SOURCE MATERIAL:

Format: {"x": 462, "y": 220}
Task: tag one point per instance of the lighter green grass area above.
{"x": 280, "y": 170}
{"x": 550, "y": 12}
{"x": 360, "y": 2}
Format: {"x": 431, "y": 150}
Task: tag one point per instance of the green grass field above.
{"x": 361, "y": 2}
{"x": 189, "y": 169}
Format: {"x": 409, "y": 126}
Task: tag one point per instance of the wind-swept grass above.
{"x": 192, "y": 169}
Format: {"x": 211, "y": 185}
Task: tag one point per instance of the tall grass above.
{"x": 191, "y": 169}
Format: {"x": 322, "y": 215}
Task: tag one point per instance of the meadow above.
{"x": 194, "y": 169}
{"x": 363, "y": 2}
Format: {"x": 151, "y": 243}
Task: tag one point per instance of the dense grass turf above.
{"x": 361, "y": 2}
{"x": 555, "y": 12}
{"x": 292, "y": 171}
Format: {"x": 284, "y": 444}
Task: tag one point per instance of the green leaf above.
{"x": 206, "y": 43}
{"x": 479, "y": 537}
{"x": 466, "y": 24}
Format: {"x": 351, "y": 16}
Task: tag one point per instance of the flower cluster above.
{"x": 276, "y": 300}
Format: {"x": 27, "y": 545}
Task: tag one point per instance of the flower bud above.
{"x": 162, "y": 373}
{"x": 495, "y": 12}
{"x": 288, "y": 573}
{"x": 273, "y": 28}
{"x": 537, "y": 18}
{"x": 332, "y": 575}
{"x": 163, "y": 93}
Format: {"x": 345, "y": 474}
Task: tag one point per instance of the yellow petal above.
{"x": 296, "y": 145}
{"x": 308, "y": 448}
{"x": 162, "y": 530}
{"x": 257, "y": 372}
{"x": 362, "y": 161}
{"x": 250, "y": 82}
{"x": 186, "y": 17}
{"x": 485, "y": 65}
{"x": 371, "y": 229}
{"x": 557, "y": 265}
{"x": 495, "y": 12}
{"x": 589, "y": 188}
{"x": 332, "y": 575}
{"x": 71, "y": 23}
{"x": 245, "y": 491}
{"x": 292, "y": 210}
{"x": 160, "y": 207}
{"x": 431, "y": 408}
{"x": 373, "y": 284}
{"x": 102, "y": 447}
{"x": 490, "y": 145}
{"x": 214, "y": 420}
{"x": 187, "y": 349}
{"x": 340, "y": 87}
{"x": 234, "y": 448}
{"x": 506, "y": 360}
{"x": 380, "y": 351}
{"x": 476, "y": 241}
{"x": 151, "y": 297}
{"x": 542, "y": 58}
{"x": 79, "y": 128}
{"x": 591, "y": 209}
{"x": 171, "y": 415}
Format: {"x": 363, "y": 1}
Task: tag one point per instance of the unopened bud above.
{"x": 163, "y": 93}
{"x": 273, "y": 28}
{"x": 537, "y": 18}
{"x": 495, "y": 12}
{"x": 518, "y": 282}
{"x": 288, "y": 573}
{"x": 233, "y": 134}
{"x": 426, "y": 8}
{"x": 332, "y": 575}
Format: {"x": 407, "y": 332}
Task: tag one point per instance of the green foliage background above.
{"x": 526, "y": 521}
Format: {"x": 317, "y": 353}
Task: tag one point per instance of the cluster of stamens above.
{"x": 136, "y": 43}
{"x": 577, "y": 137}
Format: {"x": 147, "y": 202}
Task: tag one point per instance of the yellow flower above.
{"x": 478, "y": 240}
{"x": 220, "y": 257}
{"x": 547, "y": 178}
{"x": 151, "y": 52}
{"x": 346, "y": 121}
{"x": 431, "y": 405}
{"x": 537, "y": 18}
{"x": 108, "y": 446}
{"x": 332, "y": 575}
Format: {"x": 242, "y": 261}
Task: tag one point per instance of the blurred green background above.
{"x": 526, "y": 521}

WORK REQUIRED: Return each line of the data above verbatim.

RESPONSE TO THIS EXERCISE:
Format: {"x": 462, "y": 220}
Task: tag one point per instance of the lighter green grass area above.
{"x": 280, "y": 170}
{"x": 550, "y": 12}
{"x": 360, "y": 2}
Format: {"x": 431, "y": 150}
Task: tag one point per instance of the green grass field above.
{"x": 361, "y": 2}
{"x": 189, "y": 169}
Format: {"x": 409, "y": 126}
Task: tag one point per instance of the wind-swept grass above.
{"x": 192, "y": 169}
Format: {"x": 211, "y": 185}
Task: tag one point per instance of the tall grass above.
{"x": 191, "y": 169}
Format: {"x": 322, "y": 215}
Task: tag one point per instance of the meadow above.
{"x": 194, "y": 169}
{"x": 363, "y": 2}
Format: {"x": 151, "y": 243}
Task: tag one point per instance of the dense grass turf above.
{"x": 361, "y": 2}
{"x": 555, "y": 12}
{"x": 292, "y": 171}
Format: {"x": 284, "y": 444}
Task: tag one point per instance of the green leaf above.
{"x": 206, "y": 43}
{"x": 479, "y": 537}
{"x": 466, "y": 24}
Format: {"x": 351, "y": 16}
Task: tag one point per instance of the flower cluster above.
{"x": 276, "y": 300}
Format: {"x": 27, "y": 545}
Task: tag one point per instance of the flower bud above.
{"x": 162, "y": 373}
{"x": 495, "y": 12}
{"x": 288, "y": 573}
{"x": 273, "y": 28}
{"x": 537, "y": 18}
{"x": 332, "y": 575}
{"x": 163, "y": 93}
Format: {"x": 345, "y": 474}
Task: tag one point per instance of the yellow petal above.
{"x": 296, "y": 145}
{"x": 308, "y": 448}
{"x": 162, "y": 530}
{"x": 257, "y": 372}
{"x": 362, "y": 161}
{"x": 250, "y": 82}
{"x": 186, "y": 17}
{"x": 485, "y": 65}
{"x": 371, "y": 229}
{"x": 557, "y": 265}
{"x": 495, "y": 12}
{"x": 589, "y": 188}
{"x": 332, "y": 575}
{"x": 71, "y": 23}
{"x": 245, "y": 491}
{"x": 292, "y": 210}
{"x": 160, "y": 207}
{"x": 431, "y": 408}
{"x": 373, "y": 284}
{"x": 102, "y": 447}
{"x": 490, "y": 145}
{"x": 214, "y": 420}
{"x": 187, "y": 349}
{"x": 340, "y": 87}
{"x": 234, "y": 448}
{"x": 506, "y": 360}
{"x": 380, "y": 351}
{"x": 476, "y": 241}
{"x": 151, "y": 297}
{"x": 542, "y": 58}
{"x": 79, "y": 128}
{"x": 591, "y": 209}
{"x": 171, "y": 415}
Format: {"x": 363, "y": 1}
Task: tag one point per instance of the unopened bud above.
{"x": 163, "y": 93}
{"x": 273, "y": 28}
{"x": 537, "y": 18}
{"x": 495, "y": 12}
{"x": 518, "y": 282}
{"x": 288, "y": 573}
{"x": 233, "y": 134}
{"x": 426, "y": 8}
{"x": 332, "y": 575}
Format: {"x": 407, "y": 332}
Task: tag one point per instance of the green foliage background above.
{"x": 526, "y": 521}
Format: {"x": 317, "y": 353}
Task: tag one point per instance of the cluster of stamens above.
{"x": 136, "y": 43}
{"x": 577, "y": 137}
Format: {"x": 147, "y": 202}
Task: tag one point per instance of the yellow flower above.
{"x": 478, "y": 240}
{"x": 220, "y": 257}
{"x": 547, "y": 178}
{"x": 151, "y": 52}
{"x": 346, "y": 121}
{"x": 431, "y": 405}
{"x": 537, "y": 18}
{"x": 108, "y": 446}
{"x": 332, "y": 575}
Format: {"x": 242, "y": 261}
Task: tag one point per instance of the blurred green background above.
{"x": 526, "y": 521}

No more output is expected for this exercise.